Items listed in a dataset:
## Begin
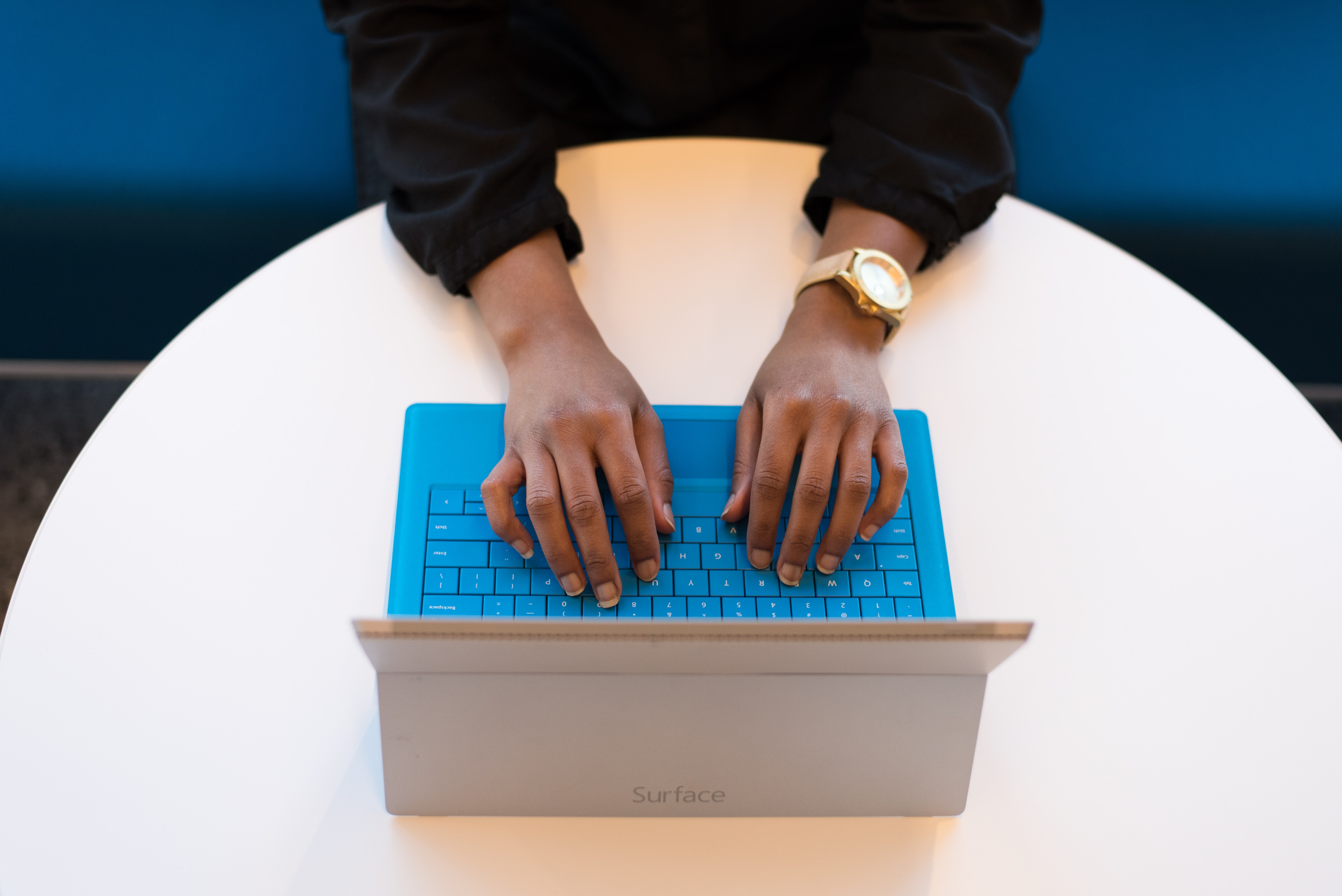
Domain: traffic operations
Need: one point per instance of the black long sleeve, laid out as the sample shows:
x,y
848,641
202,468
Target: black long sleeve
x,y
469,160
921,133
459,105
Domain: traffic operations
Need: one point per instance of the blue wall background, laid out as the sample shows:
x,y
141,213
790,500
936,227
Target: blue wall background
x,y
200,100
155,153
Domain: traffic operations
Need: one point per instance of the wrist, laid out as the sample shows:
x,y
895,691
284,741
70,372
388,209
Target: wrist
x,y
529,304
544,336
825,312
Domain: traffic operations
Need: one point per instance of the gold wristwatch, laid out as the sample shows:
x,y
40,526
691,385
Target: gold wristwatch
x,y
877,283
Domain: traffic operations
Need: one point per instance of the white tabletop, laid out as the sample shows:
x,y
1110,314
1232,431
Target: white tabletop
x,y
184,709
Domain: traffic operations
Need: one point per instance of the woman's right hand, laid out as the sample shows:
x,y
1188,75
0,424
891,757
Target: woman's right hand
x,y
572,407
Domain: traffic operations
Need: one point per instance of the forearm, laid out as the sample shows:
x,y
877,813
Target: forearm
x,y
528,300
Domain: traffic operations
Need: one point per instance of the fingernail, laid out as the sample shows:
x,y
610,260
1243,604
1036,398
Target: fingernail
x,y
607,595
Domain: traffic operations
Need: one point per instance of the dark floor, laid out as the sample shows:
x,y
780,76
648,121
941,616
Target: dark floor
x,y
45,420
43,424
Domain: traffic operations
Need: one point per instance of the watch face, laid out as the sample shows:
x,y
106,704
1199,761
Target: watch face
## End
Given exercise:
Write out every line of these records as a numbered list, skipping blank lines. Leave the pictures out.

Answer in full:
1. Domain: traffic operations
2. Need: one point per instance of the black long sleeve, laid out as the sample shows:
3. x,y
4. 848,641
5. 202,468
6. Target: black long sleeve
7. x,y
8. 469,160
9. 921,133
10. 459,105
11. Domain: traffic operations
12. Need: one point per instance of the blue wall background, laid out as the sample shows:
13. x,y
14. 141,213
15. 790,500
16. 936,227
17. Target: blue wall background
18. x,y
19. 200,100
20. 155,153
21. Domain: traffic operations
22. Need: one point per instance of the wrist, laid out as the sample shows:
23. x,y
24. 895,691
25. 284,741
26. 70,372
27. 388,209
28. Target: wrist
29. x,y
30. 529,304
31. 544,336
32. 825,312
33. Domain: traffic operations
34. Need: one point per instance of the gold wristwatch, laid out as the sample shows:
35. x,y
36. 40,526
37. 691,385
38. Target: gold wristwatch
39. x,y
40. 877,283
41. Domain: traffic operations
42. Need: one point per instance of the white tabletop, laid out as the sample shows:
43. x,y
44. 1110,314
45. 1232,431
46. Target: white tabletop
47. x,y
48. 184,709
49. Domain: traffic operations
50. Need: one point per instance of the woman's right hand, laid out as the sample shows:
51. x,y
52. 1188,75
53. 0,424
54. 891,757
55. Target: woman's right hand
56. x,y
57. 572,407
58. Domain: traffic operations
59. Need: one point per instance of the forearm, laid out as the sample shows:
60. x,y
61. 877,813
62. Target: forearm
63. x,y
64. 528,300
65. Domain: traffic operations
66. Need: one point per instance of the fingernail, laid out as the sample shows:
67. x,y
68. 610,260
69. 1243,604
70. 1036,398
71. Target: fingernail
72. x,y
73. 607,595
74. Domain: traffic operations
75. Need: one point per instance of the dark floor, laid out as the sample shows:
76. x,y
77. 780,76
78. 648,121
79. 941,616
80. Target: dark floor
81. x,y
82. 45,420
83. 43,424
84. Domain: traffic operations
85. Need: one point per instance of the watch face, laid out as the sample shows:
86. x,y
87. 106,704
88. 1199,761
89. Target: watch face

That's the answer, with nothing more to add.